Task to carry out. Output the portion of the forum thread below about slow Node and Redis responses, starting with "I also saw a" and going on through "are between regions?".

Passage given.
Sudden Slow responses in Node + Redis setup

rishimohan
PRO

2 months ago

I have a Node app that's linked to Redis for cache

  • Store image urls in redis on first request in Node app

  • Retrieve URL from redis on subsequent request and convert it to buffer

This specific part used to take <1.5 seconds 4 days back, recently it has been taking no less than 4 seconds

I also saw a auto-deployment on my node app that said "the app is now switched to Metal", not sure if it's related or anything that was changed recently

I've spent last 36 hours debugging this in my app and came to conclusion it's not the app. It would be nice if someone can help understanding this

Awaiting User Response

8 Replies

chandrika
EMPLOYEE

2 months ago

Hi there, you’ve got multiple replicas on the Node service across different regions so wondering if the tests you’re checking are between regions?

Dataset.
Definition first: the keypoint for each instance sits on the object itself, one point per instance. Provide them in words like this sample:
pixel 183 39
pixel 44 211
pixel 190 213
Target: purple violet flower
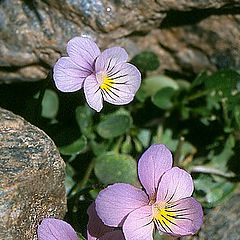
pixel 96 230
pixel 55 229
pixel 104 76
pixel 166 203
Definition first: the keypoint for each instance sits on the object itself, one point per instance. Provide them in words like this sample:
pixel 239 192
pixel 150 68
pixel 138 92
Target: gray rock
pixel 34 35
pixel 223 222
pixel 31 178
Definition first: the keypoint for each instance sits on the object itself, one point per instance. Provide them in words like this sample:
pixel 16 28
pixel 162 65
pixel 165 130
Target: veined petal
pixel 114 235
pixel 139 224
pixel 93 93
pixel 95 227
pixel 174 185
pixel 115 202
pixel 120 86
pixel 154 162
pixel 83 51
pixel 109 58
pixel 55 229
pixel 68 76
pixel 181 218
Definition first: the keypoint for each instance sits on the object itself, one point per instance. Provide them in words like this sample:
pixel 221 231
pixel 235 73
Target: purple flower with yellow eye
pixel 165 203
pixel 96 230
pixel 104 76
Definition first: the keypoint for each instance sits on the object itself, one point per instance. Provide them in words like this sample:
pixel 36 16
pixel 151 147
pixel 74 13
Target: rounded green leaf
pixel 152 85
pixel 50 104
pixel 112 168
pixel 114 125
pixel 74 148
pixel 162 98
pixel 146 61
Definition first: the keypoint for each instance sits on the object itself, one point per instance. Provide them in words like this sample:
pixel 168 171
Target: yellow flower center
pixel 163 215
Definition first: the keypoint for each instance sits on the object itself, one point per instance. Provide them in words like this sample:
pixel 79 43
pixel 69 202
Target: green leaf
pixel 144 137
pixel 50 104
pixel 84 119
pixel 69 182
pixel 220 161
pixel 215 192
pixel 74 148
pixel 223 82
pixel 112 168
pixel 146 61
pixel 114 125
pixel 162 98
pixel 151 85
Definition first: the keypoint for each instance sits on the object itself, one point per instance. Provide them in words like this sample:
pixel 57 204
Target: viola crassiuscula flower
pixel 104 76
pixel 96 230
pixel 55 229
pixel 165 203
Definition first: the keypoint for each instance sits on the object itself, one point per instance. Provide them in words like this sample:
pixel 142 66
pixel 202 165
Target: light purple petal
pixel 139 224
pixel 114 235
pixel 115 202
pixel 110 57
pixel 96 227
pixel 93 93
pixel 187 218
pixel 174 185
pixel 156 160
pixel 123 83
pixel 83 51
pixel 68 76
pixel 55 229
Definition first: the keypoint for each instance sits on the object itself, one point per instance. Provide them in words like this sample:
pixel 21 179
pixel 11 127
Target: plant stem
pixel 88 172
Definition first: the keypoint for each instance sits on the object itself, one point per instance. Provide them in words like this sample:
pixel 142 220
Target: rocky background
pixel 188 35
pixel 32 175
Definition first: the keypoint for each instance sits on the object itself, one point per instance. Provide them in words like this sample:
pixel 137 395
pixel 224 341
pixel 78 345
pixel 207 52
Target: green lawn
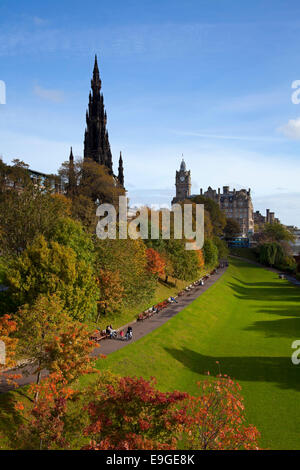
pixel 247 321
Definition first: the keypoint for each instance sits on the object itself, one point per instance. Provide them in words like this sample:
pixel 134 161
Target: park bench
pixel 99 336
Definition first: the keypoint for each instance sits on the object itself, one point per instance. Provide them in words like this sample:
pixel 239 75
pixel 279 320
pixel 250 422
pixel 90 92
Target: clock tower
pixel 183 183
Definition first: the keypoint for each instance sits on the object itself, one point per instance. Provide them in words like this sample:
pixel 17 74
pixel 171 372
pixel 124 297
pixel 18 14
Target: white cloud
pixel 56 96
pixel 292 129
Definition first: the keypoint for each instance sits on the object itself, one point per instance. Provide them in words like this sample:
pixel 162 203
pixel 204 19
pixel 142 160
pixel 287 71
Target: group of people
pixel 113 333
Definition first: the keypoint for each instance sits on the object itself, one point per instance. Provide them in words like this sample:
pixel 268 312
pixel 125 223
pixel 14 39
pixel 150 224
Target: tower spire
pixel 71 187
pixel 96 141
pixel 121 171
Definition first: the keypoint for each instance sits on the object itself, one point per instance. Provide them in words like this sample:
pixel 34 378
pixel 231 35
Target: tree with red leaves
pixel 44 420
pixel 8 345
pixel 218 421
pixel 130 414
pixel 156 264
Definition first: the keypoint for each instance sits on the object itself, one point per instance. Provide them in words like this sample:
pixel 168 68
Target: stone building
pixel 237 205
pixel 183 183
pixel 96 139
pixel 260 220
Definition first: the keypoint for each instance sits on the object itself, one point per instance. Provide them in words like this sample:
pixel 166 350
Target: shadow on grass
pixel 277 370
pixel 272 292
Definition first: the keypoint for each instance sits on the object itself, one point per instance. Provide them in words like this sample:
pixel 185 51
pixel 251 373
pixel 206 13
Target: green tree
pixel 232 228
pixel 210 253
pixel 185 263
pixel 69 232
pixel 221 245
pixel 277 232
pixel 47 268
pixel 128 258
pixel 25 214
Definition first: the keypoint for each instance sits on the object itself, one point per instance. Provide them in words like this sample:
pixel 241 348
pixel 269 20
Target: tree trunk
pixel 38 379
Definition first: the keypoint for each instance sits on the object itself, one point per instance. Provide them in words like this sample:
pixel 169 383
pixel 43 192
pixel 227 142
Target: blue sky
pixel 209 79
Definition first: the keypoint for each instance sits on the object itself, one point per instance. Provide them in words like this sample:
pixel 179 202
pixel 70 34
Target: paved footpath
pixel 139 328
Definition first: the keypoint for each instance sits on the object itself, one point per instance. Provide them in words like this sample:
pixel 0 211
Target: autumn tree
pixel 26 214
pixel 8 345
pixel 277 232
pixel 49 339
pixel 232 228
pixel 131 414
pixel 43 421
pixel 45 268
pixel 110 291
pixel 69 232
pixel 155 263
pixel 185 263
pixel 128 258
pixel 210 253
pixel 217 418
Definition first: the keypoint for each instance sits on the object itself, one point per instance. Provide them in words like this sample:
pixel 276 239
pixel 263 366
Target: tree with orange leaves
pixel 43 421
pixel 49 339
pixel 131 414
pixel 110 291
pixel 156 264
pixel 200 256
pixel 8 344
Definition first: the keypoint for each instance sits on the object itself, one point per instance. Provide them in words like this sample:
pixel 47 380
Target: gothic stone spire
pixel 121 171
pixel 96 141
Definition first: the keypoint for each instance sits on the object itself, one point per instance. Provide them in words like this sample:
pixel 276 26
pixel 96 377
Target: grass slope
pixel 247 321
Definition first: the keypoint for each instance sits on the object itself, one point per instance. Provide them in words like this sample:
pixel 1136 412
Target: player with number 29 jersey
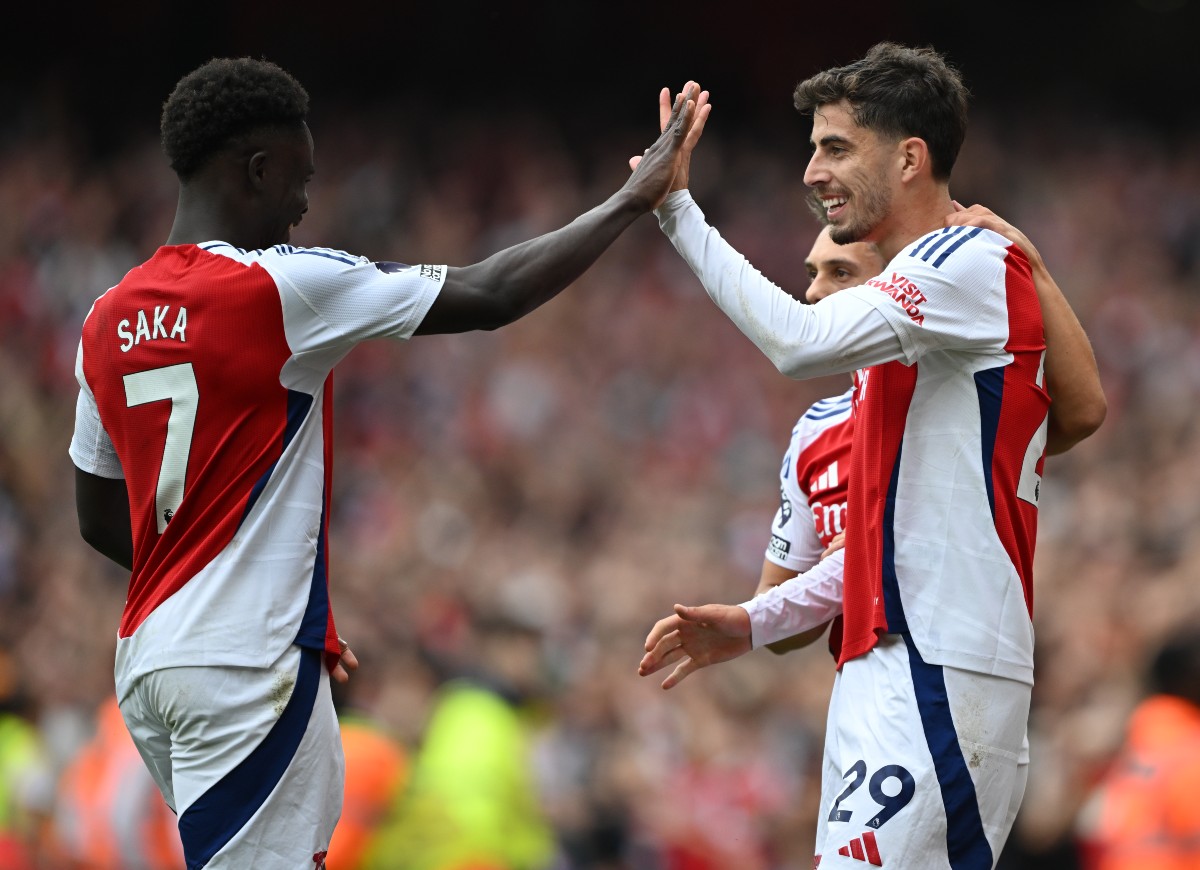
* * *
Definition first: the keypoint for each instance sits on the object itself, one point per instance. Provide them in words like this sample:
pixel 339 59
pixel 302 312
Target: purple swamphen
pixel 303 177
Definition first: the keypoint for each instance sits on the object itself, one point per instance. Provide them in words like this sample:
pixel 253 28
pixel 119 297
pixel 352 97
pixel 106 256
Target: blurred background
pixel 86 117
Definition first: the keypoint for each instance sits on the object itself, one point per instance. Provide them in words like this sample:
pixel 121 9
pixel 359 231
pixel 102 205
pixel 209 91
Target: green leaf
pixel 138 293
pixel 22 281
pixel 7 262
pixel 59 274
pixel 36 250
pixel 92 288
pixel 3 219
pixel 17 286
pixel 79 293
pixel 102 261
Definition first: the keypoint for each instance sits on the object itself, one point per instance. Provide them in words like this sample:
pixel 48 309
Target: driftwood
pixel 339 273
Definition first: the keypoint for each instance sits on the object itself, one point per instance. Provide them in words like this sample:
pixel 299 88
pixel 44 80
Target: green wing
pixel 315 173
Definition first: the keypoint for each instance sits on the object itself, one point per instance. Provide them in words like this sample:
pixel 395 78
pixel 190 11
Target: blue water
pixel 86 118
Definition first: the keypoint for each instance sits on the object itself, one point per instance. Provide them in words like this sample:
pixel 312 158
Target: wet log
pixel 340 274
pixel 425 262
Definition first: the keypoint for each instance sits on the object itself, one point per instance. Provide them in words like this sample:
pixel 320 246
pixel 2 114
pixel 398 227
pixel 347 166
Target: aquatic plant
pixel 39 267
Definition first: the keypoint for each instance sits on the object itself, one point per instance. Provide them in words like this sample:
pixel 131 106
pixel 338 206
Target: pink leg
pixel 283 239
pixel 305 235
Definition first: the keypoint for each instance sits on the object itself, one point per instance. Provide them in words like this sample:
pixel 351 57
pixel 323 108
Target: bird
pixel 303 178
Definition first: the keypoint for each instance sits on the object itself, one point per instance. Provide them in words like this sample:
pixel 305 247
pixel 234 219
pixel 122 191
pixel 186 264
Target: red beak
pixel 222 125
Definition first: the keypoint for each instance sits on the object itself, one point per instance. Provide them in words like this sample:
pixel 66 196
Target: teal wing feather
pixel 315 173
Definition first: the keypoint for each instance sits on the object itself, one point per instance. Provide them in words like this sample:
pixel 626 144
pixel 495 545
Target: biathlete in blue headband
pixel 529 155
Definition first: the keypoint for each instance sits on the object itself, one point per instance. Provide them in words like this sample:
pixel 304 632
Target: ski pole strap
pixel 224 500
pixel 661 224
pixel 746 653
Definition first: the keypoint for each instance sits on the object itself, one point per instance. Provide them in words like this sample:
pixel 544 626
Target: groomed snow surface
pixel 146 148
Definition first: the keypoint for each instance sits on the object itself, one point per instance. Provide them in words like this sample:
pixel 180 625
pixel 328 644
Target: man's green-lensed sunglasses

Task output.
I also saw a auto-deployment on my node app that said "the app is now switched to Metal", not sure if it's related or anything that was changed recently

I've spent last 36 hours debugging this in my app and came to conclusion it's not the app. It would be nice if someone can help understanding this

Awaiting User Response

8 Replies

chandrika
EMPLOYEE

2 months ago

Hi there, you’ve got multiple replicas on the Node service across different regions so wondering if the tests you’re checking are between regions?